■ PAGE EXTRACT
--- start ---

In [None]:
import pandas as pd
import torch
import torchvision.transforms as transforms


In [None]:
# Load the dataset
df = pd.read_csv('captions folder/results.csv')

In [None]:
# Preprocess the data
# 1. Resize the images
image_transformer = transforms.Compose([
 transforms.Resize((224, 224)),
 transforms.ToTensor()
])

In [None]:
# 2. Tokenize the captions
vocab = set()
for caption in df['caption']:
 vocab.update(caption.split())
# 3. Create a vocabulary of the most common words
vocab = list(vocab)
word_to_idx = {word: idx for idx, word in enumerate(vocab)}

In [None]:
# 4. Map each word in the captions to an integer index
captions = []
for caption in df['caption']:
    tokens = caption.split()
    indices = [word_to_idx[token] for token in tokens]
    captions.append(indices)
 
# 5. Convert the captions to tensors
captions = torch.tensor(captions)

--- end ---

■ WHAT YOU HAVE TO DO
Write the next part of the caption-preprocessing notebook, starting after the line "captions = torch.tensor(captions)". The listing that comes next has no role in any of this.

■ RECORDS
--- start ---

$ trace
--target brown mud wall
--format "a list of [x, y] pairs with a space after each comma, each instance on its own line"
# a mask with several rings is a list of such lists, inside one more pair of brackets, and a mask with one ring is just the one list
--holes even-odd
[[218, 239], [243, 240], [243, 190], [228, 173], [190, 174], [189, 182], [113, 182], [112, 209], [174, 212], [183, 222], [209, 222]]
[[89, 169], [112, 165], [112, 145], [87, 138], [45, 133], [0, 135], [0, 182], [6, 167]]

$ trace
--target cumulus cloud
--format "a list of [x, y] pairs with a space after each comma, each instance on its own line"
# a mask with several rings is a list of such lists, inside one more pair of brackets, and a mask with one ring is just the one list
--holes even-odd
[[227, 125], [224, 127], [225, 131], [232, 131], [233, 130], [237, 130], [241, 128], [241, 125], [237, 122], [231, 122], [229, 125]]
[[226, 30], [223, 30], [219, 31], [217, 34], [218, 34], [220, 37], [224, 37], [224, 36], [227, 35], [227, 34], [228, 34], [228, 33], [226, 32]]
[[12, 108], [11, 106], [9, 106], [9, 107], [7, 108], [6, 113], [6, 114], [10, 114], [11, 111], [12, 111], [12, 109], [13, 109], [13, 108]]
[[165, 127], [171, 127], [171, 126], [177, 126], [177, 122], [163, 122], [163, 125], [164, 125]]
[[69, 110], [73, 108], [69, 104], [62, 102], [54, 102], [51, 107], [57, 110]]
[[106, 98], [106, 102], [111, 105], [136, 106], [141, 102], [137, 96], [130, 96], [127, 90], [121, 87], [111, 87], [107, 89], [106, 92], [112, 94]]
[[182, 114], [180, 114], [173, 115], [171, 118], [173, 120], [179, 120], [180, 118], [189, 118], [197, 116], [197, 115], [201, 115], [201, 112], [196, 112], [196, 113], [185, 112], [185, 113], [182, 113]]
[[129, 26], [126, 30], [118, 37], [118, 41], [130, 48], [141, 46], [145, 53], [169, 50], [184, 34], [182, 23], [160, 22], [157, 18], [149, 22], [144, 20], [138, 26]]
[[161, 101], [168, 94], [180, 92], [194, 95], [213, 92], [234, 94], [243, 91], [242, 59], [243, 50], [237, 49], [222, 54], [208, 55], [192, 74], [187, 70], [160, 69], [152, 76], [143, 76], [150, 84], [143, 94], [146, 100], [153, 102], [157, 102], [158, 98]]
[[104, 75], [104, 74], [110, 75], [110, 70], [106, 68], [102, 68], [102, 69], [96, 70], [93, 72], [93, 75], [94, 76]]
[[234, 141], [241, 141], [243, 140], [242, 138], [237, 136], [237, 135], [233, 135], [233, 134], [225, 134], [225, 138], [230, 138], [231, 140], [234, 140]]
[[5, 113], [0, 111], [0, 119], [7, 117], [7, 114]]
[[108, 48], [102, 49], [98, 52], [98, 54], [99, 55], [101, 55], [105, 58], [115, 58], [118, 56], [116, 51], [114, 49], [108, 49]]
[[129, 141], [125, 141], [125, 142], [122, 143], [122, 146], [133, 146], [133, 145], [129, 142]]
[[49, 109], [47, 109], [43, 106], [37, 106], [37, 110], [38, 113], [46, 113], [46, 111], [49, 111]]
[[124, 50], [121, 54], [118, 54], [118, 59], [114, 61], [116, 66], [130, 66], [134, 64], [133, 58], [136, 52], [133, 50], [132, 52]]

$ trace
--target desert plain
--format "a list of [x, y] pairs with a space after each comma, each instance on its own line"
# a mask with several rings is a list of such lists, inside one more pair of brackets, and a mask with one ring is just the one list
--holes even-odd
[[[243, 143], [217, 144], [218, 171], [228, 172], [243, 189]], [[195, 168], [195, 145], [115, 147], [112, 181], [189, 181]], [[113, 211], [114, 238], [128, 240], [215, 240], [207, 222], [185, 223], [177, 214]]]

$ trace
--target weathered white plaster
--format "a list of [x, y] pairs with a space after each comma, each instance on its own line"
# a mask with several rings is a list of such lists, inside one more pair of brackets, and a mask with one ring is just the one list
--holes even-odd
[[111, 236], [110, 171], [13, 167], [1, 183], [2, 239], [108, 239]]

--- end ---

■ ANSWER
In [None]:
# 6. Create a dataset object
class CaptionDataset(torch.utils.data.Dataset):

    def __init__(self, images, captions):
        self.images = images
        self.captions = captions

    def __len__(self):
        return len(self.images)

    def __getitem__(self, idx):
        image = self.images[idx]
        caption = self.captions[idx]
        return image, caption

In [None]:
dataset = CaptionDataset(df['image'], captions)


In [None]:
# Create a dataloader to batch the data
train_dataloader = torch.utils.data.DataLoader(dataset, batch_size = 32, shuffle=True)